__Short problem__
Switch "church" to "chapel" in the listing from its first line up to and including the line with "<point>533,351</point>", and write out those lines again with nothing else changed.
···
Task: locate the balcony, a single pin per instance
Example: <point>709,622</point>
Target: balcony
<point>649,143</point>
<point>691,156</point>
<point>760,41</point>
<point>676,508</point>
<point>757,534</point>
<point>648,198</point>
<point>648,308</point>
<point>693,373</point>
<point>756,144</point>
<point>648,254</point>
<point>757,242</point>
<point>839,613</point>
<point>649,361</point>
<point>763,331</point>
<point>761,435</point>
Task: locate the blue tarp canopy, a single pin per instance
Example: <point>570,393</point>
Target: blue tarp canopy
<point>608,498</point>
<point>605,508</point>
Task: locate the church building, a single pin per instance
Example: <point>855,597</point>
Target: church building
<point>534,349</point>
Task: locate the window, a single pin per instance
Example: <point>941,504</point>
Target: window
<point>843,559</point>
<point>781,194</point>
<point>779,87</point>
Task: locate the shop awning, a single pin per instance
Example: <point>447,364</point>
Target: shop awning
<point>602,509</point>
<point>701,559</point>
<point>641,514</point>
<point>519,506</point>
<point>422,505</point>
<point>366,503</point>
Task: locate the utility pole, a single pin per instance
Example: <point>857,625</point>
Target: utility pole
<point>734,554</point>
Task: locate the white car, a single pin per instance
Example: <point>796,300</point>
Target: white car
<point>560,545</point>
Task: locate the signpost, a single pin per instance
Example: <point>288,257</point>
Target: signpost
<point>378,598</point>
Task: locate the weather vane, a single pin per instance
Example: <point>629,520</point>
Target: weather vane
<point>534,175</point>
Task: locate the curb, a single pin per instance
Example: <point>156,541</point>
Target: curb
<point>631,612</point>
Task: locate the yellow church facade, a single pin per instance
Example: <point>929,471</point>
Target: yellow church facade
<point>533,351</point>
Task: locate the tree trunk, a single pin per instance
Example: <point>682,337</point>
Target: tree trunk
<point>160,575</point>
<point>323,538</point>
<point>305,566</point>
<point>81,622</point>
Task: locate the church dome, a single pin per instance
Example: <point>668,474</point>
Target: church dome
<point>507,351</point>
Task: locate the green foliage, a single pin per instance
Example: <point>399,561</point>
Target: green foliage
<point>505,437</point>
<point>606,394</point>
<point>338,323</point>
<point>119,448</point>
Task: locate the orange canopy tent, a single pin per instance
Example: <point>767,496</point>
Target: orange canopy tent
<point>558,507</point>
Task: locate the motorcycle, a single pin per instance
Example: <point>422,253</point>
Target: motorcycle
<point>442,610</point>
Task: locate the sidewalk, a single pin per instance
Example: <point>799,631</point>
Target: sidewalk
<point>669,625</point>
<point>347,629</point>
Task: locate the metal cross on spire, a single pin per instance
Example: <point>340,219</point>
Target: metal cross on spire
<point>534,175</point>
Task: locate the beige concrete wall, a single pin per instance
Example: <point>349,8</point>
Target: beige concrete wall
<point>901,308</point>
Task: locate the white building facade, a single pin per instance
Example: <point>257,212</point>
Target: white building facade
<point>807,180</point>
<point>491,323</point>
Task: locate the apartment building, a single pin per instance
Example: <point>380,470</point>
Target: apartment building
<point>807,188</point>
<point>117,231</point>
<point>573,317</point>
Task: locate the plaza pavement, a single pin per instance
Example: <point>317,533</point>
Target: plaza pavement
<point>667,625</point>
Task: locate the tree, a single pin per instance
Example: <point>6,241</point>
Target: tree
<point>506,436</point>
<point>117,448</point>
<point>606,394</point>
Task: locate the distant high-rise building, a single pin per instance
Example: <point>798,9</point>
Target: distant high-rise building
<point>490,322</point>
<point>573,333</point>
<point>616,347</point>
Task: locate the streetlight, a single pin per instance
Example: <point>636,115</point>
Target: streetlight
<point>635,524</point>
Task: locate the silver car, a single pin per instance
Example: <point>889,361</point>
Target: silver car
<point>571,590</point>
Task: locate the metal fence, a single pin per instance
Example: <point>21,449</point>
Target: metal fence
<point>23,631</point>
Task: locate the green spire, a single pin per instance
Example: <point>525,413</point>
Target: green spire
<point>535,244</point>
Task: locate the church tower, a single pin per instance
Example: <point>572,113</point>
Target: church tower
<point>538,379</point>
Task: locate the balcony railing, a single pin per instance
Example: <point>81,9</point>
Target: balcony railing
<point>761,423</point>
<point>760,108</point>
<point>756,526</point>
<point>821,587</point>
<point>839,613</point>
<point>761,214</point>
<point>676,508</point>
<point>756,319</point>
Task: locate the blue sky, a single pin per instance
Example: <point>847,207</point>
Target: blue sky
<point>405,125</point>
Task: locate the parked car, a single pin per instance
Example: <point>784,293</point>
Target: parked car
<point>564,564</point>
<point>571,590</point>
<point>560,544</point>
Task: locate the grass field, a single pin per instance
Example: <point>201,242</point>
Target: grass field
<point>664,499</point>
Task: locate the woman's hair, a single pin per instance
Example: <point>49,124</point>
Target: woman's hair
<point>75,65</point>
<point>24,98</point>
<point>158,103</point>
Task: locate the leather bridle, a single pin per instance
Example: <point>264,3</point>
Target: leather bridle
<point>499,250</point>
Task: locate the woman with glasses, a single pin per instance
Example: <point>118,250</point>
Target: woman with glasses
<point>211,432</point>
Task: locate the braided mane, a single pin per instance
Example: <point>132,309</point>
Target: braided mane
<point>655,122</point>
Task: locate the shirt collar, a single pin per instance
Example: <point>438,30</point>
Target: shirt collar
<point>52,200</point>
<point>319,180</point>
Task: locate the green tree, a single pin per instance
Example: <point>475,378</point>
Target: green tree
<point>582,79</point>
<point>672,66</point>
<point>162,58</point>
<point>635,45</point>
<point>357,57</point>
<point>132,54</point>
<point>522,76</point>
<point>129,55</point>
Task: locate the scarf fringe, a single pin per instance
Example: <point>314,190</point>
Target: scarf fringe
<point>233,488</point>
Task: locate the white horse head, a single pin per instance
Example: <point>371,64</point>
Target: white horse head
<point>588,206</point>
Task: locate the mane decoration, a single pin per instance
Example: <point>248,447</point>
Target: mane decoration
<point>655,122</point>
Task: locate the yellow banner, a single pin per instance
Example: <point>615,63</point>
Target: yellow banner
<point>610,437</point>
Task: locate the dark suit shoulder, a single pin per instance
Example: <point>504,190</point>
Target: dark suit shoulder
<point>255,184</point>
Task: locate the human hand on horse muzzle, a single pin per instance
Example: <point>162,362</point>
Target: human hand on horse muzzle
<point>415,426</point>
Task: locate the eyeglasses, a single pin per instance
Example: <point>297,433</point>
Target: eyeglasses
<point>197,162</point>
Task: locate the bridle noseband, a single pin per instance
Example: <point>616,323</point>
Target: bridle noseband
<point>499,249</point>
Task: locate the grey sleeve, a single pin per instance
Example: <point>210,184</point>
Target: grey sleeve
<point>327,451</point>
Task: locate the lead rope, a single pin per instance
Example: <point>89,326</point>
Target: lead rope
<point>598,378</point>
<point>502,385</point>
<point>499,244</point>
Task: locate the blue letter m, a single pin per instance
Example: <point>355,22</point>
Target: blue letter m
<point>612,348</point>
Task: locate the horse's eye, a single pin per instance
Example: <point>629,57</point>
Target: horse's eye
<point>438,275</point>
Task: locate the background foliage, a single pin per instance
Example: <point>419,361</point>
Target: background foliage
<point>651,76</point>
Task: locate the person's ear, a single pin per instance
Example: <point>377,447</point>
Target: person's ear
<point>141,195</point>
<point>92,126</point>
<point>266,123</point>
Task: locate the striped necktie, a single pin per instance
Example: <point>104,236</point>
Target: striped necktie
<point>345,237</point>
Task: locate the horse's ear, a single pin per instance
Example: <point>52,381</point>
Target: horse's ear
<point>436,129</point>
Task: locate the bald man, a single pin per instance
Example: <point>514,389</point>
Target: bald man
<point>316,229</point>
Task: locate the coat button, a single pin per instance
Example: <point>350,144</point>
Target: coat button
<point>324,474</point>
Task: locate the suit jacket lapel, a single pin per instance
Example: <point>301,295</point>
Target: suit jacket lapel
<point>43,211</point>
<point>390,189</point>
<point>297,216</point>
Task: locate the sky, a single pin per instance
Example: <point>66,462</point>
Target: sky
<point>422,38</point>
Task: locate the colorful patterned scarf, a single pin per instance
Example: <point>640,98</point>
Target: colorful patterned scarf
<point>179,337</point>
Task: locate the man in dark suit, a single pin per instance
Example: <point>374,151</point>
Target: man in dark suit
···
__The output__
Task: locate the balcony, a single pin per instance
Example: <point>709,622</point>
Target: balcony
<point>649,143</point>
<point>691,156</point>
<point>760,41</point>
<point>676,508</point>
<point>757,534</point>
<point>648,198</point>
<point>648,308</point>
<point>693,373</point>
<point>756,144</point>
<point>648,254</point>
<point>757,242</point>
<point>839,613</point>
<point>649,361</point>
<point>763,331</point>
<point>761,435</point>
Task: locate the blue tarp canopy, a single pin per instance
Example: <point>570,393</point>
Target: blue tarp canopy
<point>608,498</point>
<point>605,508</point>
Task: locate the chapel building, a single pin per instance
Example: <point>855,597</point>
Target: chapel building
<point>534,349</point>
Task: locate the window, a single pin per instance
Example: <point>941,504</point>
Target: window
<point>843,559</point>
<point>781,194</point>
<point>779,87</point>
Task: locate the shop awning, a single pin per instance
Example: <point>447,364</point>
Target: shop awning
<point>602,509</point>
<point>701,559</point>
<point>641,514</point>
<point>519,506</point>
<point>422,505</point>
<point>366,503</point>
Task: locate the utility pole, a single pin per instance
Example: <point>857,625</point>
Target: utility pole
<point>734,554</point>
Task: locate the white car, a single pin per instance
Example: <point>796,300</point>
Target: white car
<point>560,545</point>
Task: locate the signpost, a single pin per instance
Example: <point>288,257</point>
Target: signpost
<point>378,598</point>
Task: locate the weather vane, a single pin per instance
Example: <point>629,520</point>
Target: weather vane
<point>534,175</point>
Task: locate the curb, a single pin per instance
Example: <point>156,541</point>
Target: curb
<point>631,612</point>
Task: locate the yellow chapel facade, a single pin per instance
Example: <point>929,471</point>
Target: yellow chapel facade
<point>533,351</point>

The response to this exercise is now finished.